■ TASK ITEM ■
Print the listing in full, keeping every line exactly as it is.
# # # # # # #
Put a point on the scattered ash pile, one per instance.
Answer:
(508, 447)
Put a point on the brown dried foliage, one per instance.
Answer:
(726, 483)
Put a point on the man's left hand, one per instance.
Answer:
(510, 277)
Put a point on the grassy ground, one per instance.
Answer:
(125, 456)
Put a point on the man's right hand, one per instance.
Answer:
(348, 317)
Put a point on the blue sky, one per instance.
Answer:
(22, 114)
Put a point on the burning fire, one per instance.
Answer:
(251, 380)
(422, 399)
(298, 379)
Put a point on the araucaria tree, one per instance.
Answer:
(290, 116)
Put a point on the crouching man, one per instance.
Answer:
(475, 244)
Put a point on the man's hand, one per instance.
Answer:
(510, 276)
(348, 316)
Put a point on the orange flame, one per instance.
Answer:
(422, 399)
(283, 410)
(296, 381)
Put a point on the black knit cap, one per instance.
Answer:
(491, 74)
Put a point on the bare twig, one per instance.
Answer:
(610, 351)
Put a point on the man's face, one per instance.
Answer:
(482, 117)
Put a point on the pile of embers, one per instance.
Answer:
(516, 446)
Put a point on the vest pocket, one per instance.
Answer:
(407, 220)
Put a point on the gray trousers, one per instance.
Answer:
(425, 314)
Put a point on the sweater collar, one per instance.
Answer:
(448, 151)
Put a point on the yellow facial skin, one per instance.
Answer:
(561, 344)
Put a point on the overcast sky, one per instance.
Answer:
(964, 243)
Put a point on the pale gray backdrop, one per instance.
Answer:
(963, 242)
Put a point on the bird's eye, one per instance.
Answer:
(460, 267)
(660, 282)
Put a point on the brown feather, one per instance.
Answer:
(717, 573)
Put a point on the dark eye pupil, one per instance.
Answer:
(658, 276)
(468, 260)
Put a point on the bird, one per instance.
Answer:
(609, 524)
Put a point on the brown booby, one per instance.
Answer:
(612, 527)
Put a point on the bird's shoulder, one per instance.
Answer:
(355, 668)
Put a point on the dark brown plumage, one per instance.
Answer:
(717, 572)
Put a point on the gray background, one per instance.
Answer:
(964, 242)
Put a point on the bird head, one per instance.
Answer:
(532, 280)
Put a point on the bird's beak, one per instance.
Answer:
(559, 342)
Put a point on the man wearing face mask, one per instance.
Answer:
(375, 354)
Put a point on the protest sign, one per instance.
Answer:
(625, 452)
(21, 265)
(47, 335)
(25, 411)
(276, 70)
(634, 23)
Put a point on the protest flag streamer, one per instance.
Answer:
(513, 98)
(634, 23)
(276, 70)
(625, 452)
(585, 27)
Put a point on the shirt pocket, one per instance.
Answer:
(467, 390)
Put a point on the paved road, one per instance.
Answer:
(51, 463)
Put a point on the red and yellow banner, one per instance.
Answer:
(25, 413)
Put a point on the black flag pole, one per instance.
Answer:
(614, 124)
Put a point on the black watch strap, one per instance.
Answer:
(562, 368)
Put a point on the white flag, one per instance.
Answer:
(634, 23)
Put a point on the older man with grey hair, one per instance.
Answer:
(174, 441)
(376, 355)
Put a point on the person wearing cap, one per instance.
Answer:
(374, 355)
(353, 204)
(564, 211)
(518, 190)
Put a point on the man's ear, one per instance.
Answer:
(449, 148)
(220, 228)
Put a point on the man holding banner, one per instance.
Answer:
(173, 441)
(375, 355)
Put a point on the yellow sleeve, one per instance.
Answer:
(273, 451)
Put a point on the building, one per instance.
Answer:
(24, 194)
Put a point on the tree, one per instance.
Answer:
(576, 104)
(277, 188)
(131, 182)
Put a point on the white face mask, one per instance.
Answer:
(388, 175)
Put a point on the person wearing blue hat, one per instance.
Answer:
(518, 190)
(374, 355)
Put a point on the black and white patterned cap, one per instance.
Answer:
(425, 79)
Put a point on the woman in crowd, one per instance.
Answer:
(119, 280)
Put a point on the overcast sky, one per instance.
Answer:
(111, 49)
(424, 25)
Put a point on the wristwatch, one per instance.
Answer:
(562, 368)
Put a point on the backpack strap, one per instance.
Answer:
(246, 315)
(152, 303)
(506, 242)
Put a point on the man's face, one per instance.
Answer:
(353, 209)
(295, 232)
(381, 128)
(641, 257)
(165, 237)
# # # # # # #
■ RESULT FOR THIS EXERCISE ■
Put a point on the scattered ash pile, one per instance.
Answer:
(508, 447)
Put a point on the brown dried foliage, one per instance.
Answer:
(726, 483)
Put a point on the man's left hand, one per instance.
Answer:
(510, 277)
Put a point on the grassy ground, one per instance.
Answer:
(125, 456)
Put a point on the man's right hand, one per instance.
Answer:
(348, 317)
Put a point on the blue sky, one per instance.
Answer:
(22, 114)
Put a point on the burning fire, one per instance.
Answer:
(251, 380)
(422, 399)
(298, 379)
Put a point on the araucaria tree, one per instance.
Answer:
(290, 116)
Put a point on the crouching man, one per instance.
Answer:
(475, 244)
Put a point on the man's hand, one per instance.
Answer:
(510, 276)
(348, 316)
Put a point on the orange flame, one per instance.
Answer:
(422, 399)
(283, 410)
(296, 381)
Put a point on the black knit cap, one per instance.
Answer:
(491, 74)
Put a point on the bare twig, one per instance.
Answer:
(610, 351)
Put a point on the man's face, one per instance.
Answer:
(482, 117)
Put a point on the pile of embers, one per instance.
Answer:
(516, 446)
Put a point on the vest pocket, one per instance.
Answer:
(407, 220)
Put a point on the gray trousers, one per instance.
Answer:
(425, 314)
Put a point on the sweater collar, one per instance.
Answer:
(448, 151)
Put a point on the yellow facial skin, one per instance.
Answer:
(561, 344)
Put a point on the overcast sky, one per instance.
Answer:
(964, 243)
Put a point on the pale gray backdrop, one per instance.
Answer:
(963, 242)
Put a point on the bird's eye, one per instance.
Answer:
(460, 267)
(660, 282)
Put a point on the brown feather, one per instance.
Answer:
(717, 573)
Put a point on the dark eye pupil, one per instance.
Answer:
(658, 276)
(468, 260)
Put a point on the bird, one per instance.
Answer:
(609, 524)
Put a point on the brown booby, one per instance.
Answer:
(612, 527)
Put a point on the bird's shoulder, one per instance.
Answer:
(355, 668)
Put a point on the dark brown plumage, one per instance.
Answer:
(717, 572)
Put a point on the gray background, one per instance.
Answer:
(964, 242)
Put a point on the bird head, one per instance.
Answer:
(532, 280)
Put a point on the bird's beak, one per instance.
Answer:
(559, 342)
Put a point on the man wearing face mask, one per instance.
Answer:
(375, 354)
Put a point on the protest sign, one per instance.
Answer:
(625, 452)
(21, 265)
(47, 335)
(25, 411)
(276, 70)
(634, 23)
Put a point on the protest flag streamer, one per instance.
Answer:
(513, 98)
(634, 23)
(276, 70)
(625, 452)
(585, 27)
Put a point on the shirt pocket, one per instance.
Answer:
(467, 390)
Put a point on the paved road, one per instance.
Answer:
(51, 463)
Put a point on the red and yellow banner, one per instance.
Answer:
(25, 413)
Put a point on the black flag pole, one per instance.
Answer:
(614, 124)
Put a point on the black watch strap, one per instance.
Answer:
(562, 368)
Put a point on the white flag, one per instance.
Answer:
(634, 23)
Put a point on the older man with grey hair, one per instance.
Answer:
(174, 441)
(376, 355)
Put a point on the person wearing cap, one per instance.
Answer:
(374, 355)
(353, 204)
(564, 211)
(518, 190)
Put a point on the man's ear, one per instance.
Answer:
(449, 148)
(220, 228)
Put a point on the man holding banner, one per instance.
Answer:
(173, 441)
(375, 355)
Put a point on the yellow sleeve, one per instance.
Answer:
(273, 451)
Put a point on the building, one per instance.
Answer:
(24, 194)
Put a point on the tree, one per instance.
Answer:
(576, 104)
(277, 188)
(131, 182)
Put a point on the white face mask, one per instance.
Answer:
(388, 175)
Put a point on the person wearing blue hat, one per instance.
Answer:
(518, 190)
(374, 355)
Put a point on the black and white patterned cap, one per instance.
Answer:
(425, 79)
Put a point on the woman in crowd, one per instance.
Answer:
(119, 280)
Put a point on the overcast sky, one per instance.
Answer:
(111, 49)
(424, 25)
Put a point on the wristwatch, one per instance.
Answer:
(562, 368)
Put a point on the backpack strap, one per instance.
Answer:
(246, 315)
(152, 303)
(506, 242)
Put a point on the man's face, one per instance.
Answer:
(353, 209)
(295, 232)
(381, 128)
(641, 257)
(165, 237)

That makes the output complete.